Written instruction A
According to the text on British Columbia's counties, in what year were the county sheriffs amalgamated?
Written instruction B
What are all the counties named in the text on British Columbia's counties?
Written instruction C
Rewrite part of the text on British Columbia's counties, starting with "Prior to 1895, the" and going on through "registrars and sheriffs.", and switch "registrars" to "clerks".

In British Columbia, eight counties are created in the "County Boundary Act". The counties are created for the administration of justice, and are not used in the administration of government.  Local government is organized by municipalities and by regional districts.

The counties are:
 County of Cariboo
 County of Kootenay
 County of Nanaimo
 County of Prince Rupert
 County of Vancouver
 County of Victoria
 County of Westminster
 County of Yale

Prior to 1895, the districts of the Province of British Columbia and its predecessors, the colonies of Vancouver Island and British Columbia, were separated into districts for county courts, supreme courts and shrievalties.  The Counties Definition Act of 1895 defined the divisions as the five original counties of Victoria, Vancouver, Westminster, Yale, Cariboo, and Kootenay. The act created procedure for the administration of justice including the appointment of registrars and sheriffs.

Sheriffs

Beginning in the colonial era, each county appointed its own high sheriff. Over the next century, duties of the county sheriff and his deputies ranged from tax collector to executioner. In 1974, the county sheriffs were amalgamated and became the British Columbia Sheriff Service.

Records supplied
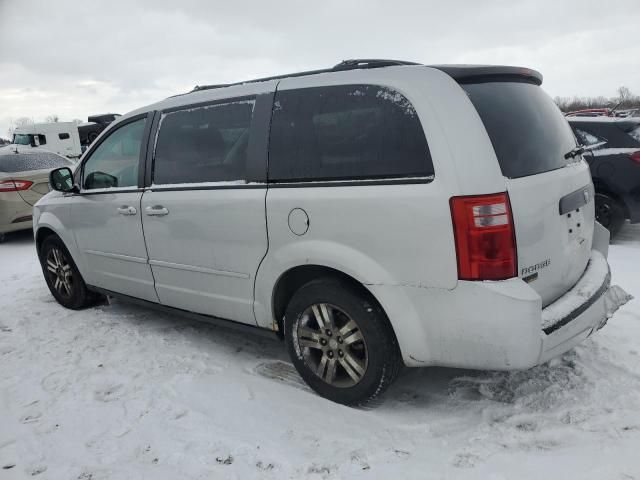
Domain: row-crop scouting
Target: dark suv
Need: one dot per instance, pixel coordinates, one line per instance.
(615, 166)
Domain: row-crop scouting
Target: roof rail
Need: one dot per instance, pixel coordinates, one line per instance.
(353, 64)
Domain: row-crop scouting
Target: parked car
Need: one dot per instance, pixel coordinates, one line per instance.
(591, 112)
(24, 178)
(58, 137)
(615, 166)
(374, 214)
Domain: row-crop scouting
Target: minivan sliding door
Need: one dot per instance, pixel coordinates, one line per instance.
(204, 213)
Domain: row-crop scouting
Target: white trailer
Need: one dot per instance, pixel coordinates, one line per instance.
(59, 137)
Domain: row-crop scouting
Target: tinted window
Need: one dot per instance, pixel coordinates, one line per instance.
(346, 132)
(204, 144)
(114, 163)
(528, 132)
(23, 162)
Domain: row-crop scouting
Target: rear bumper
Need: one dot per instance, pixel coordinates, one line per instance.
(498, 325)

* * *

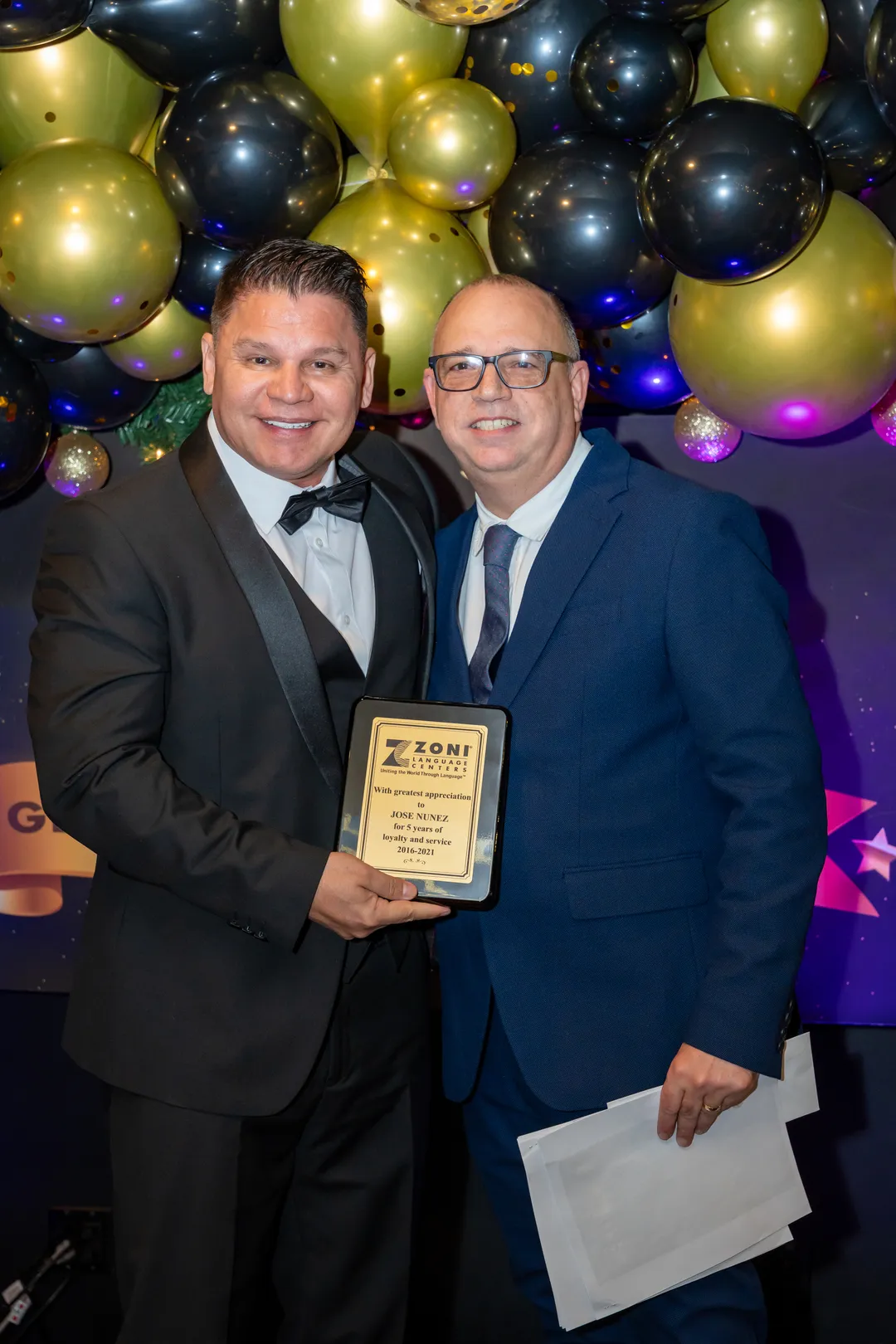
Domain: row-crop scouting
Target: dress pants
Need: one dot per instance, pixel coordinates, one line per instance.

* * *

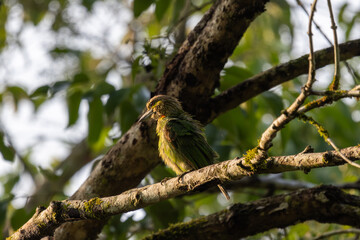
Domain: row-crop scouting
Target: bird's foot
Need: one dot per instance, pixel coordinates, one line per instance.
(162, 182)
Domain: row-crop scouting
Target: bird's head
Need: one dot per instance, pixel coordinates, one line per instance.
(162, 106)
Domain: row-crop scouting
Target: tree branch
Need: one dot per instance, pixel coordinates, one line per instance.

Task solution A
1974

Task solution B
County of Cariboo
County of Kootenay
County of Nanaimo
County of Prince Rupert
County of Vancouver
County of Victoria
County of Westminster
County of Yale

Task solution C
Prior to 1895, the districts of the Province of British Columbia and its predecessors, the colonies of Vancouver Island and British Columbia, were separated into districts for county courts, supreme courts and shrievalties.  The Counties Definition Act of 1895 defined the divisions as the five original counties of Victoria, Vancouver, Westminster, Yale, Cariboo, and Kootenay. The act created procedure for the administration of justice including the appointment of clerks and sheriffs.